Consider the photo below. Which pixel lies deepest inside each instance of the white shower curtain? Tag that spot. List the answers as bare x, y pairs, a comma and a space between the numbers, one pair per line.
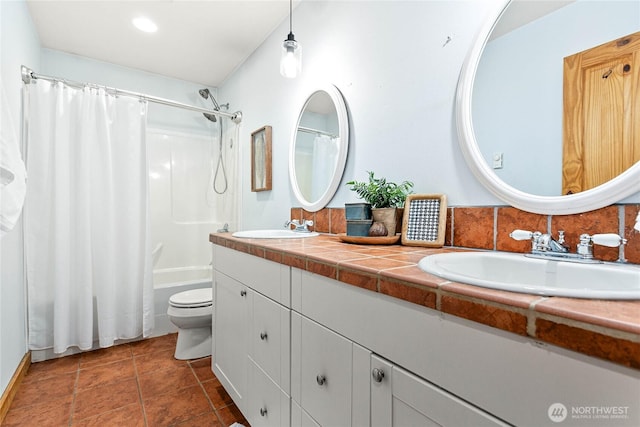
86, 218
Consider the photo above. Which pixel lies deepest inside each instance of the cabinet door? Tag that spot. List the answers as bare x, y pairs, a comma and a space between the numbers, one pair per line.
270, 339
399, 398
325, 374
267, 404
231, 313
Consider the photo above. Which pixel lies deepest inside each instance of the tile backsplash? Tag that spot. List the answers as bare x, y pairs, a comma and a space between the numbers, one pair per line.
488, 227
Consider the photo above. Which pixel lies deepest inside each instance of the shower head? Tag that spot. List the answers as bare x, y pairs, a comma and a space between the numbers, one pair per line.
207, 95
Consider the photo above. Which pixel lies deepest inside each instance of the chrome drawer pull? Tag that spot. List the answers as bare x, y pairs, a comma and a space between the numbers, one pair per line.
378, 375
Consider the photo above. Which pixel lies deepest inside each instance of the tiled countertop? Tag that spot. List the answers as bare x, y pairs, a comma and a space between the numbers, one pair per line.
605, 329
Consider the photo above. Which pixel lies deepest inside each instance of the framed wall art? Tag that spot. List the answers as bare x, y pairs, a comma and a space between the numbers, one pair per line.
424, 220
261, 159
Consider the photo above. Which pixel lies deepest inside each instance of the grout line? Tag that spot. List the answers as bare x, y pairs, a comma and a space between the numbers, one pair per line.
137, 376
74, 395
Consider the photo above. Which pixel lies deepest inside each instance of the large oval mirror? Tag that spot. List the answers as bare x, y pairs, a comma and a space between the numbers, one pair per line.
509, 104
319, 147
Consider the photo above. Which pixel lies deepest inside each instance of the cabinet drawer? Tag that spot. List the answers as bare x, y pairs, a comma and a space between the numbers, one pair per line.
268, 405
267, 277
270, 342
325, 374
299, 417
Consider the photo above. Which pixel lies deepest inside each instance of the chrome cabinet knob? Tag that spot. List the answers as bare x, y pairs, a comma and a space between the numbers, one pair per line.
321, 380
377, 374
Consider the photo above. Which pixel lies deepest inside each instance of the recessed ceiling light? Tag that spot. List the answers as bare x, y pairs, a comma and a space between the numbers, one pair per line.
145, 24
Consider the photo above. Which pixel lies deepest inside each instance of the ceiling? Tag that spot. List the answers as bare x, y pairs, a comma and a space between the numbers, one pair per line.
199, 41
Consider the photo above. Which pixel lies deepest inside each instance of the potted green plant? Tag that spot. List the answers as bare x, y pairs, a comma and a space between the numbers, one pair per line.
386, 198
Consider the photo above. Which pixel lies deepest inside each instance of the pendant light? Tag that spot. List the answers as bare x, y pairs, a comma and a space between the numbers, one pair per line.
291, 59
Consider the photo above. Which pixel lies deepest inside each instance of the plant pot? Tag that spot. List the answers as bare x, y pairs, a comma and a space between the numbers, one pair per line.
390, 218
357, 211
358, 227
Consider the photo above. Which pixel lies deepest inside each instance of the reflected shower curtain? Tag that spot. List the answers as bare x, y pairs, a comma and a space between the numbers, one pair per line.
86, 218
325, 154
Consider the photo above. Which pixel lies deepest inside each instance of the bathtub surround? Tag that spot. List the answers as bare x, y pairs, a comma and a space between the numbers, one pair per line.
86, 218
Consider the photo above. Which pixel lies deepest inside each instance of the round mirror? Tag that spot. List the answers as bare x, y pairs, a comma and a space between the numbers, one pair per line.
319, 146
509, 102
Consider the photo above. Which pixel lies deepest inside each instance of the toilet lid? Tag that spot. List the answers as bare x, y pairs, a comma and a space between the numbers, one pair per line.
192, 298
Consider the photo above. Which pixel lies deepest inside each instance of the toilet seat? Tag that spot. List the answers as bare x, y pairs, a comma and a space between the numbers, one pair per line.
193, 298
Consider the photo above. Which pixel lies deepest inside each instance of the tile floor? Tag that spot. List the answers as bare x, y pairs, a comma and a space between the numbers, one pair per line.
136, 384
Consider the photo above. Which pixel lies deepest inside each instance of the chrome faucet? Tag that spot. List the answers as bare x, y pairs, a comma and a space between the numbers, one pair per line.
300, 227
545, 246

--*--

Exercise description
Copy out the material above exactly; the images stay out.

Result for this task
Consider the photo below. Which pixel lies deepest inside each instance of the white shower curtain? Tag that spot. List the answers as bare x, y pairs, a comma and a space between the numbers, one pair per line.
86, 218
Consider the photo above. Which pixel lies deepest inside each instance of the cabinet door? Tag that spot. List the answers as bare x, y pairs, a comma and a space between the numbers, one pair per line.
270, 339
399, 398
325, 374
267, 404
231, 313
Consider the photo above. Which pixel lies deepest inside each instance of the tile backsplash? Tag that spot. List the answers as bare x, y pairs, a comma and a space between the numbers, one pair per line.
488, 227
Consider the photo above. Which pixel lies deepest inside each instance of the shower head? Tag that spot. List the answers as bare x, y pairs, a comma and a space between the numbers, one pair per line.
207, 95
Consider the photo above. Which pixel lies deepest inside each instance of the chrome drawer pull? Tag that spot. List the answers as bare x, y pairs, a comma and a space between the numbers, one pair per line.
378, 375
Consider the photo above. Which pixel lies deepest inside each instance of the tiled countertop? Tag that spot. List the answers as bare x, y pairs, a comma and a space between the numbers, one pair per line.
605, 329
Consider the photo above. Which pixel lies deepest inside each instance of the framed wall art? Tag that spot. List the answers as bare x, y pairs, a comma and a space between the numbers, one pair per line.
424, 220
261, 159
Consider the photo above. Which pixel lies deepest inside each instance of the grout line? Tag that spot. List the answers as bare x, y pairs, a comma and a space between the numbers, one pair per line.
137, 376
74, 395
Consider the photo above. Which pixel lies deepest inside each instance of the large oval mirror? Tag that spot. List the answers as bare x, y pairs, a comma and a space between the numbers, one pair per line.
509, 104
319, 147
Consider the photo above. Which pixel lies deepest inside each instance of the cabinet drawer? Tag that spot. List the answers as bare x, y pairs, a comma and a space between the numbers, one pair per line.
268, 405
267, 277
270, 342
325, 374
299, 417
Consider the photo above. Which pixel lies deepest inside each instance of the chrome cabinet knob? Tag that spot. List the answers as bare x, y pairs, a comma and a space between the numbers, one pair per line.
321, 380
377, 374
Consider the photo above. Which pixel lies deepest inside each instance of the recessed ceiling light? Tag that spot. List the answers as bare x, y pairs, a comma and a space between the numbers, one pair per line.
145, 24
Consider the photo above. Which pixel lies deepest inside each instance of the ceiling? Tag that spot. List the answers as bare x, y pairs, a comma and a space between the numbers, one pair per line.
199, 41
Consider the photo above. Which pixel lies deepest inside each instance of the potted green plant? Tag that spot. List the answers as bare x, y pairs, a comma and a space between the numbers, one pair per line.
386, 198
Consider the photo above. Which pixel lies deepest inside each instance of the pendant light? Tag that spot. List the answers as bare x, y pairs, a comma and a space between the numbers, one pair per line.
291, 59
Consider the photo above. Which pixel lies deepest inside each instance of the plant pot? Tag that spot. List the answers as bare x, y pairs, a comma and a space between the numbers, one pair per line.
390, 218
357, 211
358, 227
Consider the photo above. Which pixel lies deepest inside each instance of the reflected shower curtain? Tag that spot. List the answers as bare x, y pairs, a comma and a space between the numbers, one pair per line.
86, 218
325, 154
Consider the photo above. Which pixel lies deepest inside each instance of the bathtub surround? Tag that spot. List the answers as bare x, y pairs, a comma and a space between the numbers, one pair per line.
86, 218
Consider the photo above. Which pixel lies deepest inside each instance of the round mirror? Tag that spot. List the answers as bare x, y pairs, a comma and a space between the numbers, one pair per line.
319, 146
509, 102
Consider the photo above. Which pixel lies deepest inside each instance of the toilet lid? Tag that spot. List the answers as bare x, y pairs, a comma and a space between the numbers, one pair per line.
192, 298
Consider the photo above. Which pixel lies deepest inside each instance of the toilet seat? Tag that spot. List the answers as bare x, y pairs, a comma and a space between the numbers, one pair per line.
193, 298
Consider the photo above. Which pixel lies deepest inside each instance of the tile floor? Tag that spot. List the answers as bare x, y pairs, a comma and a space between the numbers, one pair per line.
136, 384
Consider the photo above. Which pixel lies deepest inside each instance of the chrome faucet? Tag that spot. List the answers as bare x, y pairs, a comma and a space between the numbers, one pair per line.
300, 227
545, 246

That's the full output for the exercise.